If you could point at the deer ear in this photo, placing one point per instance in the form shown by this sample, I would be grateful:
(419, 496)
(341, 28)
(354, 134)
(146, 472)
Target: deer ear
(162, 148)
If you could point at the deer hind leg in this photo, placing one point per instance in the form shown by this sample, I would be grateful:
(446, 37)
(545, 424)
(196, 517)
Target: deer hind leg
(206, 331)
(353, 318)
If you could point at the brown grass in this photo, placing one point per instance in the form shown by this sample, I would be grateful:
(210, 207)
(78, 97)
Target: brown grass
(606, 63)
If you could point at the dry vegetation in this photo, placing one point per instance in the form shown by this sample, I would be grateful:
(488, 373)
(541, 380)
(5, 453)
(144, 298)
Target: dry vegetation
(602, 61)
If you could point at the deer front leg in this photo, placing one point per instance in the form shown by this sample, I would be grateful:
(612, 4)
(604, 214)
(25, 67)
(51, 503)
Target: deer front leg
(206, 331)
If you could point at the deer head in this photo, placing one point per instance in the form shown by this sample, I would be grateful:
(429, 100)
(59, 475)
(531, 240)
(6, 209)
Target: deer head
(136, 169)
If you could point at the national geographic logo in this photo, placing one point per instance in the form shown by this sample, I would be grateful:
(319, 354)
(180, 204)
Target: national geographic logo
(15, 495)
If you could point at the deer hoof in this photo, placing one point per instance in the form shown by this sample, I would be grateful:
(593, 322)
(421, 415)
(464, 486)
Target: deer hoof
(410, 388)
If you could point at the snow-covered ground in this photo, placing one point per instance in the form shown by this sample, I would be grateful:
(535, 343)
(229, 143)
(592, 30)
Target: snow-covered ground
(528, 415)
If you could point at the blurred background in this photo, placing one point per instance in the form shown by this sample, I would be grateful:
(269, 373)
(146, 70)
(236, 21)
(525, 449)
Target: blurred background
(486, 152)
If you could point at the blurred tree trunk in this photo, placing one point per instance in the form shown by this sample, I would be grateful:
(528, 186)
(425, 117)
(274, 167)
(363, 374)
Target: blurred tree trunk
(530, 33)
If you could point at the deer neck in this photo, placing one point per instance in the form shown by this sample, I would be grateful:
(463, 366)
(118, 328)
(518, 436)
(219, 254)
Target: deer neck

-*-

# Your goal
From the first line to the last, please quote the material above exactly.

# Exercise result
If you could point at the deer ear in this photo, placing one point per instance in the form shown by this sample, I would be grateful:
(419, 496)
(341, 28)
(354, 134)
(146, 472)
Target: deer ear
(162, 148)
If you could point at the deer hind leg in this photo, placing one point per instance in the form shown by this sample, I would be grateful:
(446, 37)
(545, 424)
(196, 517)
Target: deer hind leg
(206, 331)
(353, 318)
If you could point at the brown grass in this photo, placing one point per instance in the form shown by this sample, I would be grateful:
(210, 207)
(78, 97)
Target: brown grass
(606, 63)
If you could point at the dry vegetation in this photo, placing one point per instance in the form shown by this sample, I would be grateful:
(488, 373)
(541, 380)
(5, 453)
(144, 298)
Target: dry vegetation
(602, 61)
If you could point at the deer front leg in this photo, placing one point per instance in the form shown by this sample, I would be grateful:
(612, 4)
(604, 214)
(25, 67)
(51, 503)
Target: deer front leg
(206, 331)
If you could point at the deer head in this photo, placing one point per instance in the form shown by this sample, I would be grateful:
(429, 100)
(59, 475)
(531, 240)
(6, 209)
Target: deer head
(136, 169)
If you could point at the national geographic logo in this photo, placing one point per instance in the form shown by this sample, I would be grateful:
(319, 354)
(180, 204)
Target: national geographic logo
(15, 495)
If you could point at the deer hoof in this photo, placing one point per instance in the form shown by this sample, I would be grateful:
(593, 322)
(421, 415)
(464, 486)
Target: deer hoof
(410, 388)
If you could point at the snow-covered ground in this photo, placing one point per instance in the form shown by this sample, I would be grateful:
(535, 343)
(229, 143)
(592, 30)
Target: snow-covered ground
(528, 415)
If you could point at the blurred background in this photo, placing one point per instance in the form shown by this sample, I would be grateful:
(269, 373)
(146, 70)
(236, 21)
(525, 449)
Target: blurred background
(486, 152)
If you could point at the blurred tree trunk in this photo, placing one point per instance in the form shown by this sample, I would be grateful:
(528, 186)
(425, 117)
(274, 167)
(363, 374)
Target: blurred tree trunk
(530, 33)
If you could point at the deer neck in this photo, placing one point per instance in the form shown by this sample, I would be grateful:
(463, 366)
(118, 328)
(518, 436)
(219, 254)
Target: deer neck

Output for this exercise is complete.